=== TASK INSTRUCTIONS ===
In the listing below, take the stretch from the line containing "bright horizon has been captured?" through the line containing "[0,180,216,191]", both included, and format it as a JSON list of strings with one string per line. Leave out blank lines.

(begin)

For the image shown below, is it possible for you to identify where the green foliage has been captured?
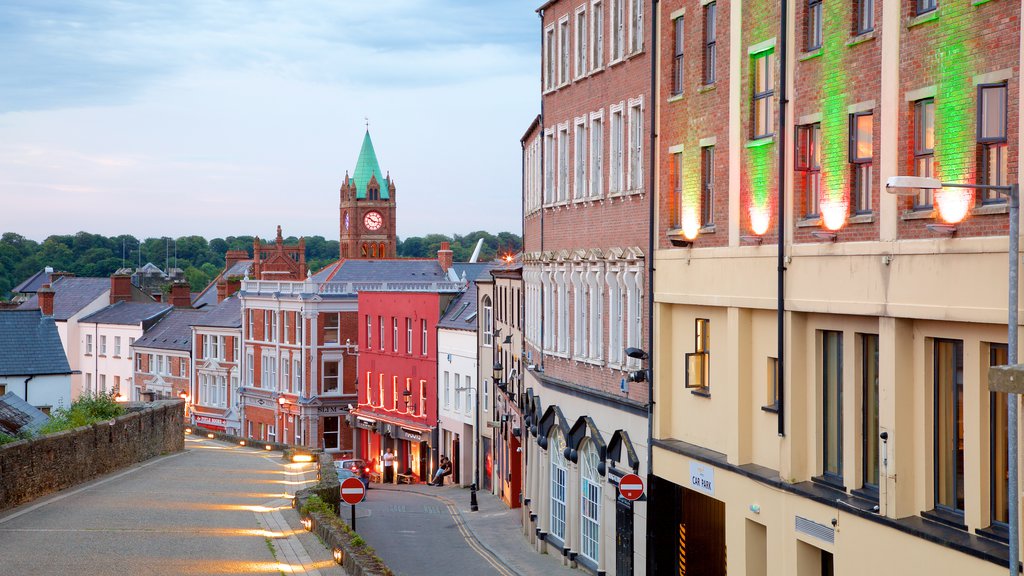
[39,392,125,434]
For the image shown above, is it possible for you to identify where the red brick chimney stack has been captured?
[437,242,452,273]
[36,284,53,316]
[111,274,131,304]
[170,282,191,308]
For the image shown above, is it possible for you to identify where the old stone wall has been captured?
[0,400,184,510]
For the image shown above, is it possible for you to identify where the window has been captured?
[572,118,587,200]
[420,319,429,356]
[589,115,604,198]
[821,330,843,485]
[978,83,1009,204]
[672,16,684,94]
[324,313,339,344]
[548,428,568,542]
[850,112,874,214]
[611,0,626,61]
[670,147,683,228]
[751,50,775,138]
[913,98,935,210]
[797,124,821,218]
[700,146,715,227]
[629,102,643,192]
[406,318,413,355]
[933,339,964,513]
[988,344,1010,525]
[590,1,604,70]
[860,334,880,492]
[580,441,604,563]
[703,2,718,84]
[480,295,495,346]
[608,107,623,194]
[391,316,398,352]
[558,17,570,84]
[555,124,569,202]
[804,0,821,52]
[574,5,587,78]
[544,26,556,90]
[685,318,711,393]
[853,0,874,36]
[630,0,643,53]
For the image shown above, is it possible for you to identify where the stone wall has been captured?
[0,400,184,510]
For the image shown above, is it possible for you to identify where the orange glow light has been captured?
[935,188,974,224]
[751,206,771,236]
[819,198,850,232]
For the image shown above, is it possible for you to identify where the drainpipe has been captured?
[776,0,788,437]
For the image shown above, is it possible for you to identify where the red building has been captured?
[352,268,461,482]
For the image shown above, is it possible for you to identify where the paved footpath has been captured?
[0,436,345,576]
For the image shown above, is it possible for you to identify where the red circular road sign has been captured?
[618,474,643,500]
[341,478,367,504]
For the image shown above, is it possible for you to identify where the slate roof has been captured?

(end)
(begin)

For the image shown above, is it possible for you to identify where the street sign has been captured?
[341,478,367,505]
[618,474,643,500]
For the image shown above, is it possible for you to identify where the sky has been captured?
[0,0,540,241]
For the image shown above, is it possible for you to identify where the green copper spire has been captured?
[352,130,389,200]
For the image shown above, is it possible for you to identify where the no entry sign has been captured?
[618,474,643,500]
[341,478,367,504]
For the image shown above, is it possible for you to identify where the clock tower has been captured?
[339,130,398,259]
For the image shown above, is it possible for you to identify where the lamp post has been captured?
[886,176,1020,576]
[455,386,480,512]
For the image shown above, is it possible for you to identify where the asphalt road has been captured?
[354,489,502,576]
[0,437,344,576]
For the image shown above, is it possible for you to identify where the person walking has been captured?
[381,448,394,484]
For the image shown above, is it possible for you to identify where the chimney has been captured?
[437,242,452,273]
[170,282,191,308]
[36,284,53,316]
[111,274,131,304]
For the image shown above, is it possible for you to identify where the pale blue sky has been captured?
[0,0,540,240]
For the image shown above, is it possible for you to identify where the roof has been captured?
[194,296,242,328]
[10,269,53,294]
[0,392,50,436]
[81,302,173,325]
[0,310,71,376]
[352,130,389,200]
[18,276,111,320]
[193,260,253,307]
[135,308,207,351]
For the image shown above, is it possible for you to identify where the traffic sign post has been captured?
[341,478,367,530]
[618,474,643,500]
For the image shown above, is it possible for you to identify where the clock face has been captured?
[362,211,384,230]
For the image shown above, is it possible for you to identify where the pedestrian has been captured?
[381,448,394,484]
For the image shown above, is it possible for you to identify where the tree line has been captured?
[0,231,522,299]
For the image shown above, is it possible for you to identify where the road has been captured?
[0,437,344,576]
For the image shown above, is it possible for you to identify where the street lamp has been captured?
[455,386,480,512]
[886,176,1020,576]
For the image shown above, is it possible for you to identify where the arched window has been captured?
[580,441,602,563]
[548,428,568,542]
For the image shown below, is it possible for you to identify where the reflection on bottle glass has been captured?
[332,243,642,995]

(end)
(begin)

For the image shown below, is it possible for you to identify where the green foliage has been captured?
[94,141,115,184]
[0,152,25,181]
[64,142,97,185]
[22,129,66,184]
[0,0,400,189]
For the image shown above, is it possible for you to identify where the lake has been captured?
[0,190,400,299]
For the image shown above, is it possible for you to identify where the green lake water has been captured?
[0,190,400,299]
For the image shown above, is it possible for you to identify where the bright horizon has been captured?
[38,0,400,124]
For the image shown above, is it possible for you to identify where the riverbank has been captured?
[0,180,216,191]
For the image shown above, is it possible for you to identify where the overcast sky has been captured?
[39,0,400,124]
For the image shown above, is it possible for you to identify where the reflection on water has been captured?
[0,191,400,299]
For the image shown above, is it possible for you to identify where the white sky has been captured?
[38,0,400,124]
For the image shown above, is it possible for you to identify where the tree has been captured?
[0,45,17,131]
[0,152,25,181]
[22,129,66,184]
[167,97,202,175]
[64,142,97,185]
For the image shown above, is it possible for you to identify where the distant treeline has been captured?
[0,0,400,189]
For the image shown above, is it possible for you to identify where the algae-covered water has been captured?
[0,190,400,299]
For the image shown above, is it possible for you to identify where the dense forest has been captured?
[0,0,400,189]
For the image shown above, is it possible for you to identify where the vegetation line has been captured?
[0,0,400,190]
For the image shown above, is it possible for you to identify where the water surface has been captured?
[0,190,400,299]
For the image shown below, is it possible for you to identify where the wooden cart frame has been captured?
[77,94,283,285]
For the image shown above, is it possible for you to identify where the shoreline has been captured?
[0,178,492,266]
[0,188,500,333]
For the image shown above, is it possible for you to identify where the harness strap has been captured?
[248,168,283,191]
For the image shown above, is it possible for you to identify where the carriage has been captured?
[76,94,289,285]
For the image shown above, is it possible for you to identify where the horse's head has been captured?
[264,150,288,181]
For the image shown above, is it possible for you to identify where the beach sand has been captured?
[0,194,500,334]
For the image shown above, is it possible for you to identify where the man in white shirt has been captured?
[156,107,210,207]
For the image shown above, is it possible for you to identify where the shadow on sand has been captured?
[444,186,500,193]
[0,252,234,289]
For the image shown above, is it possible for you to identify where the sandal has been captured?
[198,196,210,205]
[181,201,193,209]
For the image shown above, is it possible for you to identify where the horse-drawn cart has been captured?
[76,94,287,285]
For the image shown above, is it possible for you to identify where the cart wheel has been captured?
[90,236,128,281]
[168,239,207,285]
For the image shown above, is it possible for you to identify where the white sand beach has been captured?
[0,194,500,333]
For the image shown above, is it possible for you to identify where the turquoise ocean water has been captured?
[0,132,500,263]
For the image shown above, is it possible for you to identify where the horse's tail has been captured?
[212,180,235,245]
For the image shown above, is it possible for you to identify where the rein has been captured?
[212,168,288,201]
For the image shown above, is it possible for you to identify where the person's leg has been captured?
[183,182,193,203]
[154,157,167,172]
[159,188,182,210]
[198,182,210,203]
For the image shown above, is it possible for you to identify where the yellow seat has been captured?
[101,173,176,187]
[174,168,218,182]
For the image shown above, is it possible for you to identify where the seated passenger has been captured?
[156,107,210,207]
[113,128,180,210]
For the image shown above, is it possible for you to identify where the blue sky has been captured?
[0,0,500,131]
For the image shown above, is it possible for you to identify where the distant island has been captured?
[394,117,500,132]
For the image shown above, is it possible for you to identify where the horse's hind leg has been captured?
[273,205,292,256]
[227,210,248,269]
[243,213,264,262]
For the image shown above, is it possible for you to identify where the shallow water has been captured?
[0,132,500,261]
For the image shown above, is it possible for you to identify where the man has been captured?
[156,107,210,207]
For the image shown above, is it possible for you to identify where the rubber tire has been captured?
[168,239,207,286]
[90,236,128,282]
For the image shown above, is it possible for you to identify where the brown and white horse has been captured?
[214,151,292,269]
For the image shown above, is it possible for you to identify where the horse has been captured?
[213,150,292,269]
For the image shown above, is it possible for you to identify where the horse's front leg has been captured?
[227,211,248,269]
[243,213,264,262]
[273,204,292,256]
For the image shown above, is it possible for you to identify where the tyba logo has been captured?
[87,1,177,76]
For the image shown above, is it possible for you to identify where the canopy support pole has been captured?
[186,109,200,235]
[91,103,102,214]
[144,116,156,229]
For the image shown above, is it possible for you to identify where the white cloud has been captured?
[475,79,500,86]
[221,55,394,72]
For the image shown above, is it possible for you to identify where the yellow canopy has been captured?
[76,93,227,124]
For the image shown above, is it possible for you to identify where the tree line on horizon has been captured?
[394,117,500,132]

(end)

=== EXPECTED ANSWER ===
[
  "For the image shown above, is it possible for you to identify where the bright horizon has been captured?",
  "[38,0,400,124]",
  "For the image shown above, is it possible for you to identify where the riverbank has been captured?",
  "[0,180,216,191]"
]